- [Text extract]:

________________

Marranos or Secret Jews were Jews resident in the Iberian peninsula in the late fourteenth through seventeenth centuries who adopted Christianity, either through coercion or for convenience, publicly professing Roman Catholicism but secretly adhering to Judaism.

Many Jews converted to Christianity after the reconquest of Spain from Islamic control resulted in a wave of intolerance toward Jews beginning in the late fourteenth century. These conversos (converts), as they were also called, numbered over 100,000 in Iberia. They were also known by the name of Cristianos nuevos (New Christians). Jews referred to them as anusim (the constrained ones), a general word for forced converts from Judaism. Although the exact origin of the word is uncertain, the term Marranos in Spanish and Portuguese meant "pigs," and may have stemmed from the ritual prohibition against eating pork among both Jews and Muslims.

The conversion of these Jews to Christianity soon became suspect, resulting in several waves of severe persecution against them, in which thousands died. The Spanish Inquisition was instituted in the late fifteenth century to expose Marranos whose Christianity was insincere, and the expulsion of the Jews from Spain in 1492 resulted in part from accusations that Jews were tempting the Marranos to sin by reverting to Judaism.

The treatment of the Marranos stemmed to a large degree from Christian Anti-Judaism in general and laid the foundation for the future history of the persecution of the Jews in Europe.

Overview

Scene from a fourteenth century Spanish synagogue

Spain and Portugal possessed a sizable Jewish population in the late Middle Ages under Muslim rule due to the relatively tolerant policy of Islam to people "of the Book." After the Spanish reconquista of Muslim lands, however, Christian Anti-Judaism put the Jews under considerable pressure to convert. In the late fourteenth century, Christian mobs attacked the Jewish "Christ-killers," and thousands of Jews became martyrs for their faith. Many more, however, took the expedient course of allowing themselves to be led to the baptismal fount. About 100,000 Jews thus became "conversos."

________________

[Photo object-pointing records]
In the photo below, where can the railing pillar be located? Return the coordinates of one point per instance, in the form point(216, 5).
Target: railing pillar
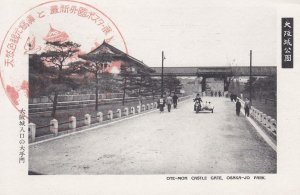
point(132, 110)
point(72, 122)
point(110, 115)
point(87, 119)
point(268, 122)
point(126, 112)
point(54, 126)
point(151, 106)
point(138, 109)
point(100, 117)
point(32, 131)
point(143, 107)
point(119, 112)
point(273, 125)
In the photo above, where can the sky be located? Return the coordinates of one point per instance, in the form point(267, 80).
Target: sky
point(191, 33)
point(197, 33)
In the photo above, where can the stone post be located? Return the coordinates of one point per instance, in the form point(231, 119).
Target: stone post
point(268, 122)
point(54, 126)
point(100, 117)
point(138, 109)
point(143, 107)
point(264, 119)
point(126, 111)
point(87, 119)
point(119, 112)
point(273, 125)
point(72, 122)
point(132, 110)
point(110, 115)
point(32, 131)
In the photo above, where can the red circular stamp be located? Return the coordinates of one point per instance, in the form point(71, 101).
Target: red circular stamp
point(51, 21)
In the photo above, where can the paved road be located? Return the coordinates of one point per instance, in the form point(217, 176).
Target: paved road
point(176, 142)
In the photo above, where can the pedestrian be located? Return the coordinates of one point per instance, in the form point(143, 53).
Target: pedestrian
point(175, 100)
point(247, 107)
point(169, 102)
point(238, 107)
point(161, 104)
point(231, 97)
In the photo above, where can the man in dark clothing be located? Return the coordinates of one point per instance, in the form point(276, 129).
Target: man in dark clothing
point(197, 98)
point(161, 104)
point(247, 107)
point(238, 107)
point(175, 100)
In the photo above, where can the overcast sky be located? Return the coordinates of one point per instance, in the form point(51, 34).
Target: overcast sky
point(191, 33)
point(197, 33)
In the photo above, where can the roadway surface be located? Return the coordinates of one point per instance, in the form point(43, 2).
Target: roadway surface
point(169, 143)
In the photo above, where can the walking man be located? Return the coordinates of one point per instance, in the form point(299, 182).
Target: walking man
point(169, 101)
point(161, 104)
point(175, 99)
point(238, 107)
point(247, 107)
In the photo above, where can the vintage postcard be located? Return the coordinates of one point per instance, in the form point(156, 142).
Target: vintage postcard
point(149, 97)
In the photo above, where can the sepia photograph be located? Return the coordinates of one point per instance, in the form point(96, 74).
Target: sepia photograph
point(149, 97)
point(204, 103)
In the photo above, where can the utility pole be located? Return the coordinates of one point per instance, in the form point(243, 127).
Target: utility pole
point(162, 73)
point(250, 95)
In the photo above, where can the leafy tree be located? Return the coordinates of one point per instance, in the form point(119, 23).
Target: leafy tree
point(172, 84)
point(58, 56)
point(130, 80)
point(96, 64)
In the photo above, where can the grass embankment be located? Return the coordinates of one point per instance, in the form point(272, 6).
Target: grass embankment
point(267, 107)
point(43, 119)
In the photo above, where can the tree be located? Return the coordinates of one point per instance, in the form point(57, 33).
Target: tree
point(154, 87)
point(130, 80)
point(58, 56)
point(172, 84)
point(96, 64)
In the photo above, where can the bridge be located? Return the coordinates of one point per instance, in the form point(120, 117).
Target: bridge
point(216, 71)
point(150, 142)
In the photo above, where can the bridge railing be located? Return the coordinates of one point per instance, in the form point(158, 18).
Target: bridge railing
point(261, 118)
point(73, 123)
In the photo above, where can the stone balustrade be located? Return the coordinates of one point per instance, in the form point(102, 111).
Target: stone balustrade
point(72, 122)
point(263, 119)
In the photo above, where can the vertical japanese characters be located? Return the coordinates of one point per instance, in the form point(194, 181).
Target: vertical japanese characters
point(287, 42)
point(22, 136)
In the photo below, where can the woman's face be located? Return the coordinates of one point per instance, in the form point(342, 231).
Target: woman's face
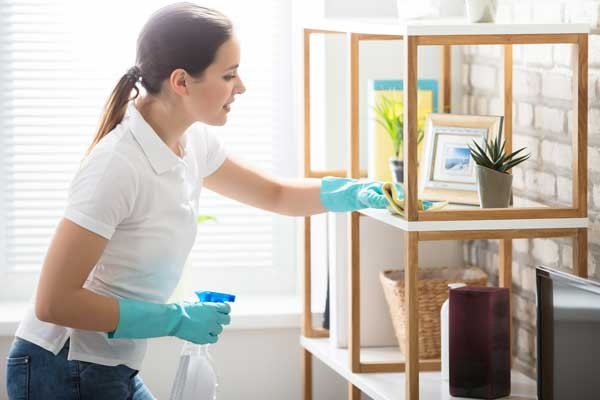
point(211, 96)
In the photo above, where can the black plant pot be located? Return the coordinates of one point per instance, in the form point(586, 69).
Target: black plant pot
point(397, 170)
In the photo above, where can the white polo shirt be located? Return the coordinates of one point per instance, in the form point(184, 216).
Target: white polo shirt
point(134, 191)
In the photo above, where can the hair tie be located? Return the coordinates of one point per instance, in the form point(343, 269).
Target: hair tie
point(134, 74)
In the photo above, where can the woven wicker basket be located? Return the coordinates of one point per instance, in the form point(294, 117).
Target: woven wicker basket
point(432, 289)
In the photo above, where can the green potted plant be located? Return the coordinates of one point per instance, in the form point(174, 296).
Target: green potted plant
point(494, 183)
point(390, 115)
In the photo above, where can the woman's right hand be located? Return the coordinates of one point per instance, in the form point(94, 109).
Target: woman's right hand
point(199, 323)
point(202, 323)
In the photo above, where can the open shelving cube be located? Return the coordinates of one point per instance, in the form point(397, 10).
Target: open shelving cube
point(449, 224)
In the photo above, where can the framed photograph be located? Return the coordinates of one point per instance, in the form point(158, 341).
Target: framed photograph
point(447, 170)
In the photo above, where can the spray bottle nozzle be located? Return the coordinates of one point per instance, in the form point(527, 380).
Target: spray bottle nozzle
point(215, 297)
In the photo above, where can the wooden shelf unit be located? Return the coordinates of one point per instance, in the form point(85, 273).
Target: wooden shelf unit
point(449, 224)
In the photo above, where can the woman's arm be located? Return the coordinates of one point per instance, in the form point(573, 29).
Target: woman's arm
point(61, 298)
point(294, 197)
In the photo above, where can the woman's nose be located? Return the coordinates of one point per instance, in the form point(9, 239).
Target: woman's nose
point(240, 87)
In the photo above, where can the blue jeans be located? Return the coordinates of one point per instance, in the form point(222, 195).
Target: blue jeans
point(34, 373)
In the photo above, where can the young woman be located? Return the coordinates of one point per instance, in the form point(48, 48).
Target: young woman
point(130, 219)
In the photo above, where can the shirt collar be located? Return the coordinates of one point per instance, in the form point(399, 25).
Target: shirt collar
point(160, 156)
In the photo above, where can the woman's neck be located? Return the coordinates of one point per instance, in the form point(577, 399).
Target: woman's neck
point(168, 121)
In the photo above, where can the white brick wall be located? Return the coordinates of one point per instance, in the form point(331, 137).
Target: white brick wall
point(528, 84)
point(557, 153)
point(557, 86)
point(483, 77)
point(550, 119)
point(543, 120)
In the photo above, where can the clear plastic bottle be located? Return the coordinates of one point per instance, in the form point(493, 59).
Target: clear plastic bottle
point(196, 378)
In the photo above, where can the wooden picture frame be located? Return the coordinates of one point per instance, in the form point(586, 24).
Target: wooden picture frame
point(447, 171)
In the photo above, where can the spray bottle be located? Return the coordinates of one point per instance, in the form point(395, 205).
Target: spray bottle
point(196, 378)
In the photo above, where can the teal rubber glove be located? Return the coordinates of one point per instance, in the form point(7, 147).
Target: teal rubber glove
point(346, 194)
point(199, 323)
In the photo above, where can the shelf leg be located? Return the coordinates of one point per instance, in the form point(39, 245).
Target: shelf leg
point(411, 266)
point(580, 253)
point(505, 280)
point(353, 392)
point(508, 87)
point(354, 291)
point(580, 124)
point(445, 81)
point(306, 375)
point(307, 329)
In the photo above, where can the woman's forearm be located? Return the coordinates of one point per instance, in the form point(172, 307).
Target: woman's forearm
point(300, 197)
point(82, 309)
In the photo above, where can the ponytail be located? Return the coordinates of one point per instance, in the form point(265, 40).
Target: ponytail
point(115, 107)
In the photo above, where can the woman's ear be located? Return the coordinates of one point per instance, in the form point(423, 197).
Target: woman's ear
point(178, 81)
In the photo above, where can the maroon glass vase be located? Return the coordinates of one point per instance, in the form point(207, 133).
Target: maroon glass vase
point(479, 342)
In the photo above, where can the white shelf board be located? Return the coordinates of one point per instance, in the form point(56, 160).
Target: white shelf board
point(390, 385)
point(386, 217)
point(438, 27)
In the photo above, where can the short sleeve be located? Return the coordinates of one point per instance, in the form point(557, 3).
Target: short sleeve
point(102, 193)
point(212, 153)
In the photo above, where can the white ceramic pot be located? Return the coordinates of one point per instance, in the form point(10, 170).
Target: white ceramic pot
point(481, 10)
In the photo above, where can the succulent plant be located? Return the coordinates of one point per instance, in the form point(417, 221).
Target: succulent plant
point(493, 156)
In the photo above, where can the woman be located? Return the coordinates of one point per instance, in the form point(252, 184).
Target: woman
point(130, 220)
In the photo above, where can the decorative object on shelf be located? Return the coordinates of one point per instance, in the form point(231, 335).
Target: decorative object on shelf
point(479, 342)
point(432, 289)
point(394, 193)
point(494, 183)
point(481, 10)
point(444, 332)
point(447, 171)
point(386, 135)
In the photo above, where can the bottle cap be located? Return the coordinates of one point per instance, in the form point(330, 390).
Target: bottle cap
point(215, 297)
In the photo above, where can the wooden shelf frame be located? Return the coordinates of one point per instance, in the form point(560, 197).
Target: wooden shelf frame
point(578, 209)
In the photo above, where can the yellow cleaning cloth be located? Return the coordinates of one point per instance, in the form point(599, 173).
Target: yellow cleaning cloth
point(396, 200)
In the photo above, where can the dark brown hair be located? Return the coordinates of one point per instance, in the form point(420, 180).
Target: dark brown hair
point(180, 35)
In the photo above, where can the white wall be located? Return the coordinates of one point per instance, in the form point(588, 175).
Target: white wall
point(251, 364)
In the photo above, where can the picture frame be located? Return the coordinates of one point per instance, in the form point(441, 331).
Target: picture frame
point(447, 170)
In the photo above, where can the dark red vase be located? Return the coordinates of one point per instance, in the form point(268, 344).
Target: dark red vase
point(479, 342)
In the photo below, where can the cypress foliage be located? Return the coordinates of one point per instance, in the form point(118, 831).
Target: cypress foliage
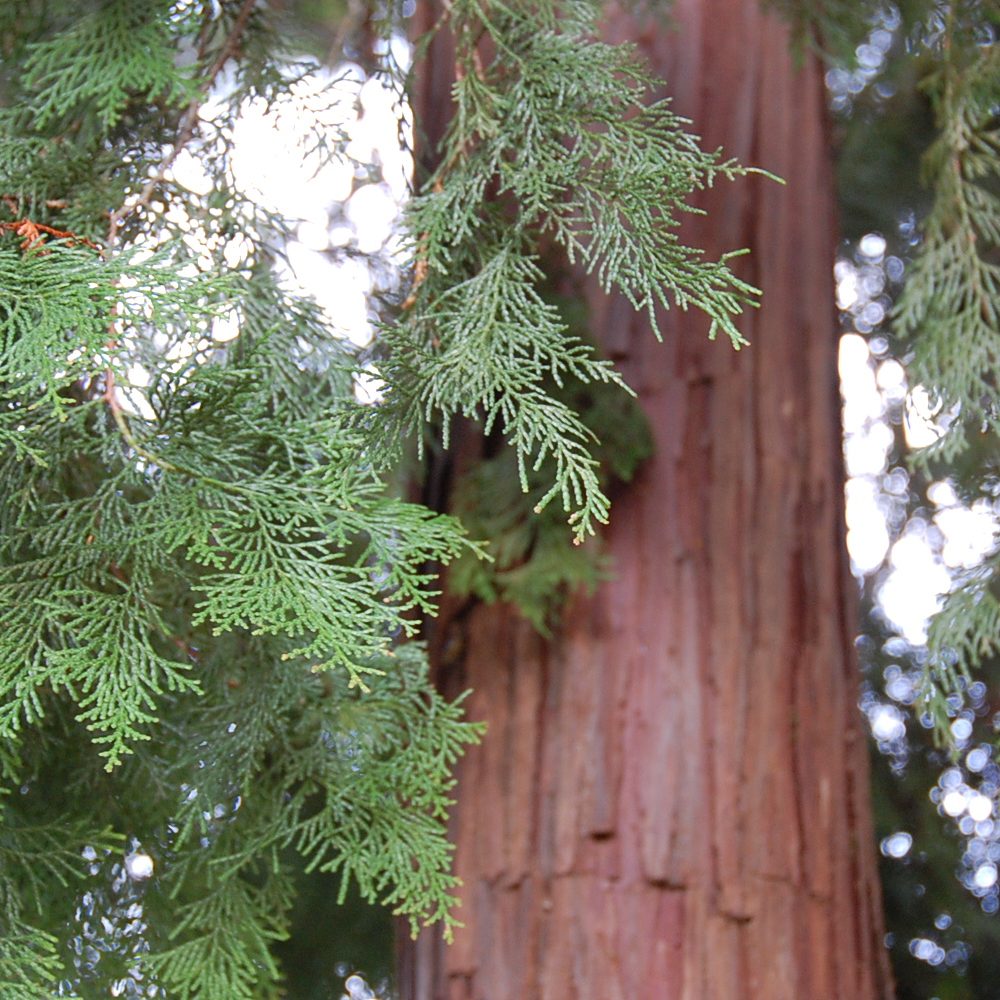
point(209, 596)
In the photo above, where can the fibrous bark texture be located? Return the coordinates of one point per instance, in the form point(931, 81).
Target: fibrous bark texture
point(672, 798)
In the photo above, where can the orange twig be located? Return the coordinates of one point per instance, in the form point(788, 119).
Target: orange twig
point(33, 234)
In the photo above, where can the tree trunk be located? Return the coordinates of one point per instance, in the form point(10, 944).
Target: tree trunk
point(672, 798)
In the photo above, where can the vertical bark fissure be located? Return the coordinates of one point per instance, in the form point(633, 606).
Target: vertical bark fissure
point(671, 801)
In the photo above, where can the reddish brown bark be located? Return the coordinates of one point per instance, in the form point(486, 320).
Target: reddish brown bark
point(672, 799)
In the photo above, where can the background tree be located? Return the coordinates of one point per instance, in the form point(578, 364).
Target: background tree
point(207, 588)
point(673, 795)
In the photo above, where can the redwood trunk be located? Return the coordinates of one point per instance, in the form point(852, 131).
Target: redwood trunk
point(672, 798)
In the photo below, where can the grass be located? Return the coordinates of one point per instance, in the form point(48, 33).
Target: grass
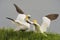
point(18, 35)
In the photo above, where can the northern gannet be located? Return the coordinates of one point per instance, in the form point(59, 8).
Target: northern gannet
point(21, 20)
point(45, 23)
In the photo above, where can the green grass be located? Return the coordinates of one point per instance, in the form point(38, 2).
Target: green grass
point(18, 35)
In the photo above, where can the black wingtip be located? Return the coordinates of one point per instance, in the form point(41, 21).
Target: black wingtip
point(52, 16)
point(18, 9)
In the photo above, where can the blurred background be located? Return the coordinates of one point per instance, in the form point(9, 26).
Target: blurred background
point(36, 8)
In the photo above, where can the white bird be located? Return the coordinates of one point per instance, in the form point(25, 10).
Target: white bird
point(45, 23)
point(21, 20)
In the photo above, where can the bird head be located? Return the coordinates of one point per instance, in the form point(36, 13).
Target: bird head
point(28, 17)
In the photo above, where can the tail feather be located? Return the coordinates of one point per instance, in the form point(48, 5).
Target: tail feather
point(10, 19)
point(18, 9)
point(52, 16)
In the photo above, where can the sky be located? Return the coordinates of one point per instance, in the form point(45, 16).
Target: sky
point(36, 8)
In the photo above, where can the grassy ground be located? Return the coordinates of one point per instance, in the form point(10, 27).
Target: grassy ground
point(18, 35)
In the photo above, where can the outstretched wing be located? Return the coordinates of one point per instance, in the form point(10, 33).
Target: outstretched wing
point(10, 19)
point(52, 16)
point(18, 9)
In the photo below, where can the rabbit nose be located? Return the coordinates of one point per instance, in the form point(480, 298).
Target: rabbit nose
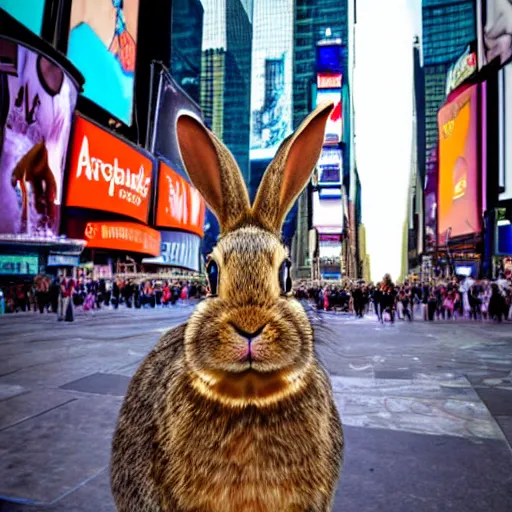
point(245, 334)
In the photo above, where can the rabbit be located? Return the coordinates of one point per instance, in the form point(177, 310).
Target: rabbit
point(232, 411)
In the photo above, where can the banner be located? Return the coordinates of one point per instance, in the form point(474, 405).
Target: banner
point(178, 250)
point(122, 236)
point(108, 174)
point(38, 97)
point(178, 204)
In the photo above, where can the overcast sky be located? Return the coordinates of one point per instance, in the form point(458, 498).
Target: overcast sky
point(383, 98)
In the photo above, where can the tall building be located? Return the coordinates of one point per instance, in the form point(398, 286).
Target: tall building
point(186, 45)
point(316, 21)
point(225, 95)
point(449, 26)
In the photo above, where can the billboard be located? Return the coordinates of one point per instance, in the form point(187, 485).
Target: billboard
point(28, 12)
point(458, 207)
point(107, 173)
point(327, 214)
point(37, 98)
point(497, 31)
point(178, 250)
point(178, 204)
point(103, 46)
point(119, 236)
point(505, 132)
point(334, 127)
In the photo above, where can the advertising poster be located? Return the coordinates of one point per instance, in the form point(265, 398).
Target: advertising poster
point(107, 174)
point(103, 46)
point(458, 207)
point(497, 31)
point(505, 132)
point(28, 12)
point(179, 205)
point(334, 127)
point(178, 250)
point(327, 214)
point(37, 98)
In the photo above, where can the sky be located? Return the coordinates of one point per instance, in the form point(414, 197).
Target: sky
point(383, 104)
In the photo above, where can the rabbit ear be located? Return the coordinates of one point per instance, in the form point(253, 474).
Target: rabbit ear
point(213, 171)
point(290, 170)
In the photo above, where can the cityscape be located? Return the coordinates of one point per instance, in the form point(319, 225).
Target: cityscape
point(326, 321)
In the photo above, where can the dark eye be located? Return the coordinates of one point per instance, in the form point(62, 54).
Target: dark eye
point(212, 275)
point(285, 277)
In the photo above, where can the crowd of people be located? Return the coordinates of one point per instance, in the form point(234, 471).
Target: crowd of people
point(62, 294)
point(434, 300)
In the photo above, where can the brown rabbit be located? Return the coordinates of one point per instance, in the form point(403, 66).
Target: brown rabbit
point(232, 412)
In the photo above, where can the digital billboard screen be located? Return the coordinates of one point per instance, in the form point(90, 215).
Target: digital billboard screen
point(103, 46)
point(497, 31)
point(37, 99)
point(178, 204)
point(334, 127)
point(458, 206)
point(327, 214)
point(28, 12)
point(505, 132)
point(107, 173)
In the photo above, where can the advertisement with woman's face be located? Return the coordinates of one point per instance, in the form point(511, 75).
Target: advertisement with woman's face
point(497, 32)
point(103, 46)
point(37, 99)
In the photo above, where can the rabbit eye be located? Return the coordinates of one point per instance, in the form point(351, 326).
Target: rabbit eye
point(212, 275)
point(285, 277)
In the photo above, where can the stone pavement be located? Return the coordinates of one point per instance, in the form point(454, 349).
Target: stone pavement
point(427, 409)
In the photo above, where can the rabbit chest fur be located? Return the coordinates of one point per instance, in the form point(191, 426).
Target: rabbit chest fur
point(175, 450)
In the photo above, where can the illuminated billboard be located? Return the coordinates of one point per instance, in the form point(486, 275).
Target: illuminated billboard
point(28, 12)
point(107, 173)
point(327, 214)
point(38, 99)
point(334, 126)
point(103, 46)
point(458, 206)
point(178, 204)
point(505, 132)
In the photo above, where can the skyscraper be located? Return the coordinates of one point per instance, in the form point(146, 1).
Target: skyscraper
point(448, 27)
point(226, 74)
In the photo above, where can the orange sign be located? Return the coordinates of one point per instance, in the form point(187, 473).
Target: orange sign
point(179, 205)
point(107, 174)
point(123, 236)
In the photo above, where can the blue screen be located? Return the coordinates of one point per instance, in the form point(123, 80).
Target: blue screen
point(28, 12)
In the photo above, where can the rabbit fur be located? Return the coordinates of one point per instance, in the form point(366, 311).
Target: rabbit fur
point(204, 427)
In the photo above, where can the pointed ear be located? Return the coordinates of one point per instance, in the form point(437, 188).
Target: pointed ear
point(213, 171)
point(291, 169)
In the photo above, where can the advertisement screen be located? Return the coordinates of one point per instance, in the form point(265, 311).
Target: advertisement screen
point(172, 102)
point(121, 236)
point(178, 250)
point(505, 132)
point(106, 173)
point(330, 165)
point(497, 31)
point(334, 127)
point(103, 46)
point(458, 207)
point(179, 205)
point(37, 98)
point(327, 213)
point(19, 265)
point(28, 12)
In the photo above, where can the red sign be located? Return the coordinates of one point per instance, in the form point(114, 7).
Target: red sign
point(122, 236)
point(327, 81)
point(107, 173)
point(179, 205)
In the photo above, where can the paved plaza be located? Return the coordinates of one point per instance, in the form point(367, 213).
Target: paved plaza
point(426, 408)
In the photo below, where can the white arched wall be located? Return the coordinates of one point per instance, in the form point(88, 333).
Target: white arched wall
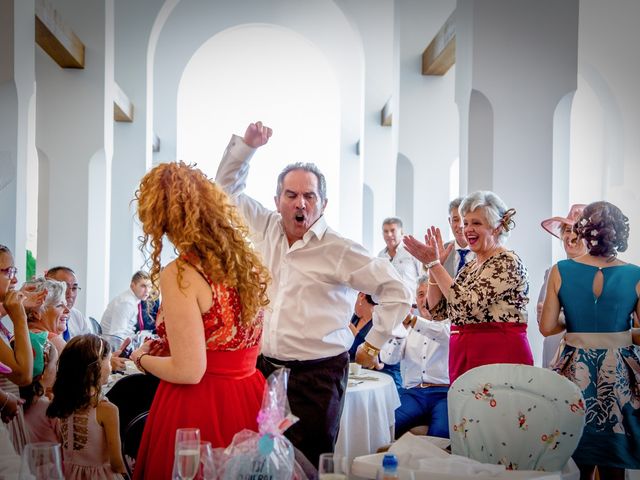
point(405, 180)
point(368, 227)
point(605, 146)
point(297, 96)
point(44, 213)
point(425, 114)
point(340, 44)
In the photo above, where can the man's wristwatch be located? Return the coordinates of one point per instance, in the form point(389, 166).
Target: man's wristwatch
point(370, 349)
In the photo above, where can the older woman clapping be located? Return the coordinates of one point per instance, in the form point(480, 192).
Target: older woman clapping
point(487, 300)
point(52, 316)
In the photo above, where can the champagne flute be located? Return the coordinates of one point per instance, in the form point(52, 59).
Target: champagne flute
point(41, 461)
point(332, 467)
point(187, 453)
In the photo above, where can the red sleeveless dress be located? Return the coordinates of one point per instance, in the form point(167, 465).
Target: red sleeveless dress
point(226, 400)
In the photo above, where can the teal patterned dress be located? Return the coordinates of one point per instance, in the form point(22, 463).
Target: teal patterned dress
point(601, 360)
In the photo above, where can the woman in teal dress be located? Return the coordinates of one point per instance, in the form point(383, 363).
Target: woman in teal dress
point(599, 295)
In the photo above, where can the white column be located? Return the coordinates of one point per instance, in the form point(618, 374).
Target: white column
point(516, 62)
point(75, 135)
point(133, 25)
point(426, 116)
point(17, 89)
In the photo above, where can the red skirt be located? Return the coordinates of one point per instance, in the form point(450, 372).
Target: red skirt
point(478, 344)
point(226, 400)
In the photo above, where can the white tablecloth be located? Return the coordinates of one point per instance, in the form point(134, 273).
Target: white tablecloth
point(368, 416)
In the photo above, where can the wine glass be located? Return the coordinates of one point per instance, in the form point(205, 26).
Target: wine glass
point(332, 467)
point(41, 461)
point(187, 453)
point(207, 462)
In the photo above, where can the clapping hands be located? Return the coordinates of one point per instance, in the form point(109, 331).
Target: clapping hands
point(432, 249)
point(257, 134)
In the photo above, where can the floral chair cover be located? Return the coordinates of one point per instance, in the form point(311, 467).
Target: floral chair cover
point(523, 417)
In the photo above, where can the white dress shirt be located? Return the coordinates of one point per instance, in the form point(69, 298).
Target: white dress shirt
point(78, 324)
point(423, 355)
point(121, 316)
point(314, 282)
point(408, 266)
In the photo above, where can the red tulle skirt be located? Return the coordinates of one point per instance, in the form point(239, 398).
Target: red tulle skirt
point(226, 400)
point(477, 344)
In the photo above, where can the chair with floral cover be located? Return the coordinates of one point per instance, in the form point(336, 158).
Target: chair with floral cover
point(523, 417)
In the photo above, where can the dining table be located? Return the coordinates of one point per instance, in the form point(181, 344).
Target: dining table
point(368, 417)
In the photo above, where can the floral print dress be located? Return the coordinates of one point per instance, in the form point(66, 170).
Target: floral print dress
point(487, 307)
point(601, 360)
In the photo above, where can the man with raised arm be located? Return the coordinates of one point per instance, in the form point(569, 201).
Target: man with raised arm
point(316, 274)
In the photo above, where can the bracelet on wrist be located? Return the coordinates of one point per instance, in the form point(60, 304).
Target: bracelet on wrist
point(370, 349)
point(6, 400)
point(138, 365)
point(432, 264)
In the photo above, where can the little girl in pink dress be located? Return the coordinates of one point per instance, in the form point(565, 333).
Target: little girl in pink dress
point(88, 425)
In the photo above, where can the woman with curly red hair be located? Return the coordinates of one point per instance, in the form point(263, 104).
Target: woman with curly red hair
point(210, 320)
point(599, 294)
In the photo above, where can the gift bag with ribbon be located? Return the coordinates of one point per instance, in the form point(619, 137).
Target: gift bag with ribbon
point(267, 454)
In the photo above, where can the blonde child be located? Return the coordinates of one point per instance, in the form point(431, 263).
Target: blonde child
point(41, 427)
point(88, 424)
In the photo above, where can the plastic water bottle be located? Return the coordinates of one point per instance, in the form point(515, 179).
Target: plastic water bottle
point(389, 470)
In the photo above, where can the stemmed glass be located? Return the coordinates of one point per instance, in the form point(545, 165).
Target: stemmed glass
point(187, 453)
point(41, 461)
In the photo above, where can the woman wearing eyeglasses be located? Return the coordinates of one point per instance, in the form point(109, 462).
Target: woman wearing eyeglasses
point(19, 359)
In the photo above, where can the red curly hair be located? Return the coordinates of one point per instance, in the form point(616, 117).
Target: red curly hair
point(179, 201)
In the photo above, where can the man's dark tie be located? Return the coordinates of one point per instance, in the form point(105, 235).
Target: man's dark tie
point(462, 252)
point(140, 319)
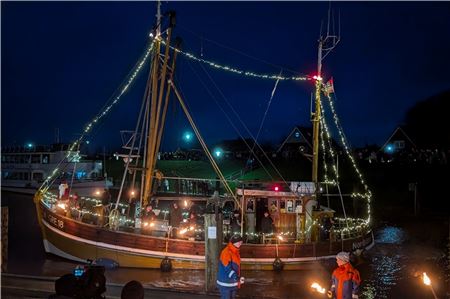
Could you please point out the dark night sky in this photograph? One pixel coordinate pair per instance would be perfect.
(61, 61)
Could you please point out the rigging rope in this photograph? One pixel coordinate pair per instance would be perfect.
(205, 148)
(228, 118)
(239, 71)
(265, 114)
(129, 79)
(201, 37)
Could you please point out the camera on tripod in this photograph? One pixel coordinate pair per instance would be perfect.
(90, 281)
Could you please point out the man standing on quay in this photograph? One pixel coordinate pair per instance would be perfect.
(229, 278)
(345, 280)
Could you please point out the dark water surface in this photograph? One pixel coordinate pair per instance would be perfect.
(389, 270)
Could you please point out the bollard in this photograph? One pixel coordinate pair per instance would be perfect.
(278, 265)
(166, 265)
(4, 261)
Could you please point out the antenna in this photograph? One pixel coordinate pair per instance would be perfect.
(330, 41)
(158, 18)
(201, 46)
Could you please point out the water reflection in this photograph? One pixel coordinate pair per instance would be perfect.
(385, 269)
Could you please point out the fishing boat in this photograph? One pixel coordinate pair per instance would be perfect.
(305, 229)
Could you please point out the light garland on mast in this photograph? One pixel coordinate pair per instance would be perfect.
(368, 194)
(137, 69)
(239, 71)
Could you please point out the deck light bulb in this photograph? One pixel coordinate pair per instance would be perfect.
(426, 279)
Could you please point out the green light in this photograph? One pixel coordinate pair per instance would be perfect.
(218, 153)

________________

Could you reproduce the text on the Marranos, which appears above the records, in full and word for word?

- [Written response]:
Marranos or Secret Jews were Jews resident in the Iberian peninsula in the late fourteenth through seventeenth centuries who adopted Christianity, either through coercion or for convenience, publicly professing Roman Catholicism but secretly adhering to Judaism.

Many Jews converted to Christianity after the reconquest of Spain from Islamic control resulted in a wave of intolerance toward Jews beginning in the late fourteenth century. These conversos (converts), as they were also called, numbered over 100,000 in Iberia. They were also known by the name of Cristianos nuevos (New Christians). Jews referred to them as anusim (the constrained ones), a general word for forced converts from Judaism. Although the exact origin of the word is uncertain, the term Marranos in Spanish and Portuguese meant "pigs," and may have stemmed from the ritual prohibition against eating pork among both Jews and Muslims.

The conversion of these Jews to Christianity soon became suspect, resulting in several waves of severe persecution against them, in which thousands died. The Spanish Inquisition was instituted in the late fifteenth century to expose Marranos whose Christianity was insincere, and the expulsion of the Jews from Spain in 1492 resulted in part from accusations that Jews were tempting the Marranos to sin by reverting to Judaism.

The treatment of the Marranos stemmed to a large degree from Christian Anti-Judaism in general and laid the foundation for the future history of the persecution of the Jews in Europe.

Overview

Scene from a fourteenth century Spanish synagogue

Spain and Portugal possessed a sizable Jewish population in the late Middle Ages under Muslim rule due to the relatively tolerant policy of Islam to people "of the Book." After the Spanish reconquista of Muslim lands, however, Christian Anti-Judaism put the Jews under considerable pressure to convert. In the late fourteenth century, Christian mobs attacked the Jewish "Christ-killers," and thousands of Jews became martyrs for their faith. Many more, however, took the expedient course of allowing themselves to be led to the baptismal fount. About 100,000 Jews thus became "conversos."